**** SELECTED TEXT ****

The opinions expressed in this article are the writer’s own and do not reflect the views of Her Campus.
Edited by: Lasya Adiraj
Living on campus is a significant part of anyone’s college life and provides an experience that is unlike any other. Living away from home for the first time, managing everything on your own, meeting new people and socializing, and keeping up with class schedules and deadlines — the list is never-ending. Moreover, when you leave home and live alone, you have a chance to become independent because you get to make important decisions. Aside from that, you get to meet individuals from many walks of life, some of whom may end up becoming your best friends and a significant part of your life.
Now imagine experiencing all of that while surviving a global pandemic. COVID-19 has already thrown everyone’s lives into disarray, resulting in more limitations and fewer possibilities for engagement and interaction. So to say, if you’re someone who is currently on campus, there is a high possibility that your residential life isn’t quite the same, or at least like the ones you see in coming-of-age movies. Less access to common spaces and absolutely no cross-movement between residential halls, especially girls and boys hostels. It isn’t the perfect situation to be in.
Not only that but the kind of bonds and connections that you aim to create with other people get heavily influenced by these constraints. Because you aren’t allowed to meet people as often as you’d want, due to the lack of more common spaces, the level of dedication and consistency required to establish relationships is greatly impacted. Even in general, the first step in getting to know someone is to delve deeper into what makes them, them. And also, a person’s living space says a lot about their personality. With all of that missing, there isn’t a lot of scope for building strong(er) relationships and friendships.
In a time like this, the concept of cross access seems as enticing as ever. This means being allowed to go into any residence hall within a stipulated amount of time. In other words, more freedom and increased accessibility in terms of being with people. Fortunately for us, the students of Ashoka University, we’ve been granted this boon after weeks of putting across our demands and requests. Thanks to this, a lot of new avenues have opened up to finally mingle with people, professionally or personally.

****

Copy the article on campus living during the pandemic word for word, from its opening disclaimer through its final paragraph. The listing comes from a separate, unrelated source.

**** RECORD SET ****

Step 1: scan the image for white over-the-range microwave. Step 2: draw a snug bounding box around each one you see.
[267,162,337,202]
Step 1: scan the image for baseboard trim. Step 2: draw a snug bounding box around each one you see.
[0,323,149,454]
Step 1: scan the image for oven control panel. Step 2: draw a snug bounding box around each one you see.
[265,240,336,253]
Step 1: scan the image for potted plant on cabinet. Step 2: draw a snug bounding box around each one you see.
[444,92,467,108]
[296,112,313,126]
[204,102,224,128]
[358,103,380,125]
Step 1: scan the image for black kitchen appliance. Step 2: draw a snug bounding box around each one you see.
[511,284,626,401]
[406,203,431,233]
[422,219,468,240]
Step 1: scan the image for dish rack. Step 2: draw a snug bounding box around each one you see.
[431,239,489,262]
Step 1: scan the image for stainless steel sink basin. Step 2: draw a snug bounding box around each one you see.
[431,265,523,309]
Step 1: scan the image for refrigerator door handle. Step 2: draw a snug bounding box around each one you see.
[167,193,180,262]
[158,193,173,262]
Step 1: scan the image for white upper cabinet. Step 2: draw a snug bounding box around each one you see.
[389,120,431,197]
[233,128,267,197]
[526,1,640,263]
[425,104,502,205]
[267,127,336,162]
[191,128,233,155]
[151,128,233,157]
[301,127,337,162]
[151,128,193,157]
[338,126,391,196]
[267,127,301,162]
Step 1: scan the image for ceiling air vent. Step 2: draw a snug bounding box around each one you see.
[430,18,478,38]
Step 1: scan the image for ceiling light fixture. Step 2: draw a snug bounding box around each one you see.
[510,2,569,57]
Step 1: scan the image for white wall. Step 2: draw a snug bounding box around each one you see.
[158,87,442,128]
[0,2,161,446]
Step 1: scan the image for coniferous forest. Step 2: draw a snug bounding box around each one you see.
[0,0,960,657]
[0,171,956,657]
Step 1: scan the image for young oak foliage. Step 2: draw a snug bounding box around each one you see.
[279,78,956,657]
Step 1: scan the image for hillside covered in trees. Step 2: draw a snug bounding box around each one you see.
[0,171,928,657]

****

**EXERCISE ANSWER**
The opinions expressed in this article are the writer’s own and do not reflect the views of Her Campus.
Edited by: Lasya Adiraj
Living on campus is a significant part of anyone’s college life and provides an experience that is unlike any other. Living away from home for the first time, managing everything on your own, meeting new people and socializing, and keeping up with class schedules and deadlines — the list is never-ending. Moreover, when you leave home and live alone, you have a chance to become independent because you get to make important decisions. Aside from that, you get to meet individuals from many walks of life, some of whom may end up becoming your best friends and a significant part of your life.
Now imagine experiencing all of that while surviving a global pandemic. COVID-19 has already thrown everyone’s lives into disarray, resulting in more limitations and fewer possibilities for engagement and interaction. So to say, if you’re someone who is currently on campus, there is a high possibility that your residential life isn’t quite the same, or at least like the ones you see in coming-of-age movies. Less access to common spaces and absolutely no cross-movement between residential halls, especially girls and boys hostels. It isn’t the perfect situation to be in.
Not only that but the kind of bonds and connections that you aim to create with other people get heavily influenced by these constraints. Because you aren’t allowed to meet people as often as you’d want, due to the lack of more common spaces, the level of dedication and consistency required to establish relationships is greatly impacted. Even in general, the first step in getting to know someone is to delve deeper into what makes them, them. And also, a person’s living space says a lot about their personality. With all of that missing, there isn’t a lot of scope for building strong(er) relationships and friendships.
In a time like this, the concept of cross access seems as enticing as ever. This means being allowed to go into any residence hall within a stipulated amount of time. In other words, more freedom and increased accessibility in terms of being with people. Fortunately for us, the students of Ashoka University, we’ve been granted this boon after weeks of putting across our demands and requests. Thanks to this, a lot of new avenues have opened up to finally mingle with people, professionally or personally.